# Written request A
Quote the rows of the data file word for word, from the line containing "Running a retail shelf audit. Please mark the bright" through the last row, including both ends.

# Provided text
------------------------------------------------
Additive manufacturing breaks barriers in producing cemented carbides.
Scanning electron microscope image of a cemented carbide mold at the final stage of formation, produced using a laser-leading method with a Nickel-based alloy inserted in the middle layer (source: Keita Marumoto/Hiroshima University).

 

Researchers have made a significant advance in additive manufacturing by successfully 3D printing tungsten carbide–cobalt (WC–Co), one of the hardest engineering materials used in industry, says Tech Xplore. Cemented carbides such as WC–Co are prized for their extreme hardness and wear resistance, making them essential for cutting tools, drilling bits, and construction applications. Yet that same hardness makes them notoriously difficult and costly to shape using traditional manufacturing methods, which rely on powder metallurgy and high-pressure sintering. That process consumes large amounts of material, demands specialized equipment, and yields relatively low production efficiency.
------------------------------------------------
# Written request B
In the article on 3D printing cemented carbides, what do traditional methods for shaping these materials rely on?

# Part of a data file
------------------------------------------------
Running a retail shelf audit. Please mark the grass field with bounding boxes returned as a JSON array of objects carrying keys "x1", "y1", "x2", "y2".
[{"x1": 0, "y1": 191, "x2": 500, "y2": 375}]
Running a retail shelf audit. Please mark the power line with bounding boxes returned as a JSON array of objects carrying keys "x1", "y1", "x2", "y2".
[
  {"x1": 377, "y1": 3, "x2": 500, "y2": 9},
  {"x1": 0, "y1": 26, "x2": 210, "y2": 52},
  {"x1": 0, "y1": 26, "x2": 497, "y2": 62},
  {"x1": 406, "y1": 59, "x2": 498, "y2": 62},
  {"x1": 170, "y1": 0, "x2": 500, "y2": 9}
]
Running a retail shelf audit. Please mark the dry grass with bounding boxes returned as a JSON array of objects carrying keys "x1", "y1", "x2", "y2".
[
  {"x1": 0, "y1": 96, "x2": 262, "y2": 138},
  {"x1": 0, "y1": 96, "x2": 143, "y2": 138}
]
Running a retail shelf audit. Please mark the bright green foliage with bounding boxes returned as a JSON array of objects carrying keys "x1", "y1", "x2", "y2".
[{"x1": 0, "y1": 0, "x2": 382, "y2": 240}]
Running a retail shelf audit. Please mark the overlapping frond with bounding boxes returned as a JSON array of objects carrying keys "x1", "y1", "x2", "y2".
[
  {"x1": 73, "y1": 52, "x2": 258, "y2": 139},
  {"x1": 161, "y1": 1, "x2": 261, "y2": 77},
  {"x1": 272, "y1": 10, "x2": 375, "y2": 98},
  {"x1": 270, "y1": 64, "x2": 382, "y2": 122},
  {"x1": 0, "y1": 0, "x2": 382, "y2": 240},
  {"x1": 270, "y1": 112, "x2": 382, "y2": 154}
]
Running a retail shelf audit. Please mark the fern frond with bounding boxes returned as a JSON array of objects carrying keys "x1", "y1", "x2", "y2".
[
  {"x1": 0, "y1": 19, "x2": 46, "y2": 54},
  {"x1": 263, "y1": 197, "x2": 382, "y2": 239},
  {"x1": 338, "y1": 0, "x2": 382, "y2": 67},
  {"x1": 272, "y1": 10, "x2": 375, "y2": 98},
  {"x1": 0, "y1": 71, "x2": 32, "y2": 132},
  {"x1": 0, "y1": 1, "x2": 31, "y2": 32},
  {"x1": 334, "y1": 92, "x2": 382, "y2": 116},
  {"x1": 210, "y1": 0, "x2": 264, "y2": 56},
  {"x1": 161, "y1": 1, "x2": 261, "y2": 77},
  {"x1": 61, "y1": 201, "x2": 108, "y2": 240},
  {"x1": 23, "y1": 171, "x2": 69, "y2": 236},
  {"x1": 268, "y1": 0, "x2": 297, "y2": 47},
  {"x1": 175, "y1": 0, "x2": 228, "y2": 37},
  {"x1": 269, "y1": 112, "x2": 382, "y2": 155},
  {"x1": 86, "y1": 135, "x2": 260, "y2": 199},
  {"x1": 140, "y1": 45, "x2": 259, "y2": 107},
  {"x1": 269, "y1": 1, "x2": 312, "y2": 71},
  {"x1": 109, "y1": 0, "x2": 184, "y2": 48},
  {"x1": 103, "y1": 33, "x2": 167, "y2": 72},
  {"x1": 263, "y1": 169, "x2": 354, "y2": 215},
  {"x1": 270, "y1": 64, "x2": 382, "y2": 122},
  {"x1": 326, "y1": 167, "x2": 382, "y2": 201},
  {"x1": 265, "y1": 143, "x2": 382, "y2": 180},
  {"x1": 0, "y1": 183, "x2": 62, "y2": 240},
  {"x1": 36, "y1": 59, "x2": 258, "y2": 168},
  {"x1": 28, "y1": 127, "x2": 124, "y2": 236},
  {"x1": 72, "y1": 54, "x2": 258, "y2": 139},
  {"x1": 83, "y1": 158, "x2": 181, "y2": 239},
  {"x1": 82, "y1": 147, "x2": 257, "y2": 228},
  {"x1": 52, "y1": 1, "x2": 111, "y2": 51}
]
------------------------------------------------
# Complete output A
Running a retail shelf audit. Please mark the bright green foliage with bounding boxes returned as a JSON array of objects carrying keys "x1", "y1", "x2", "y2".
[{"x1": 0, "y1": 0, "x2": 382, "y2": 240}]
Running a retail shelf audit. Please mark the overlapping frond with bounding boxes returned as a JSON array of objects carrying keys "x1", "y1", "x2", "y2".
[
  {"x1": 73, "y1": 52, "x2": 258, "y2": 139},
  {"x1": 161, "y1": 1, "x2": 261, "y2": 77},
  {"x1": 272, "y1": 10, "x2": 375, "y2": 98},
  {"x1": 270, "y1": 64, "x2": 382, "y2": 122},
  {"x1": 0, "y1": 0, "x2": 382, "y2": 240},
  {"x1": 270, "y1": 112, "x2": 382, "y2": 154}
]
Running a retail shelf audit. Please mark the fern frond with bounding boxes returned as a JSON array of objects carrying keys "x1", "y1", "x2", "y2".
[
  {"x1": 0, "y1": 19, "x2": 46, "y2": 54},
  {"x1": 263, "y1": 197, "x2": 382, "y2": 239},
  {"x1": 338, "y1": 0, "x2": 382, "y2": 67},
  {"x1": 272, "y1": 10, "x2": 375, "y2": 98},
  {"x1": 0, "y1": 71, "x2": 32, "y2": 132},
  {"x1": 0, "y1": 1, "x2": 31, "y2": 32},
  {"x1": 334, "y1": 92, "x2": 382, "y2": 116},
  {"x1": 210, "y1": 0, "x2": 264, "y2": 56},
  {"x1": 161, "y1": 1, "x2": 261, "y2": 77},
  {"x1": 61, "y1": 201, "x2": 108, "y2": 240},
  {"x1": 23, "y1": 171, "x2": 69, "y2": 236},
  {"x1": 268, "y1": 0, "x2": 297, "y2": 47},
  {"x1": 175, "y1": 0, "x2": 228, "y2": 37},
  {"x1": 269, "y1": 112, "x2": 382, "y2": 155},
  {"x1": 86, "y1": 135, "x2": 260, "y2": 199},
  {"x1": 140, "y1": 45, "x2": 259, "y2": 107},
  {"x1": 269, "y1": 1, "x2": 312, "y2": 71},
  {"x1": 109, "y1": 0, "x2": 184, "y2": 48},
  {"x1": 103, "y1": 33, "x2": 167, "y2": 72},
  {"x1": 263, "y1": 169, "x2": 354, "y2": 215},
  {"x1": 270, "y1": 64, "x2": 382, "y2": 122},
  {"x1": 326, "y1": 167, "x2": 382, "y2": 201},
  {"x1": 265, "y1": 143, "x2": 382, "y2": 180},
  {"x1": 0, "y1": 183, "x2": 62, "y2": 240},
  {"x1": 36, "y1": 59, "x2": 258, "y2": 168},
  {"x1": 28, "y1": 127, "x2": 124, "y2": 236},
  {"x1": 72, "y1": 54, "x2": 258, "y2": 139},
  {"x1": 83, "y1": 158, "x2": 181, "y2": 239},
  {"x1": 82, "y1": 147, "x2": 257, "y2": 228},
  {"x1": 52, "y1": 1, "x2": 111, "y2": 51}
]

# Complete output B
Powder metallurgy and high-pressure sintering.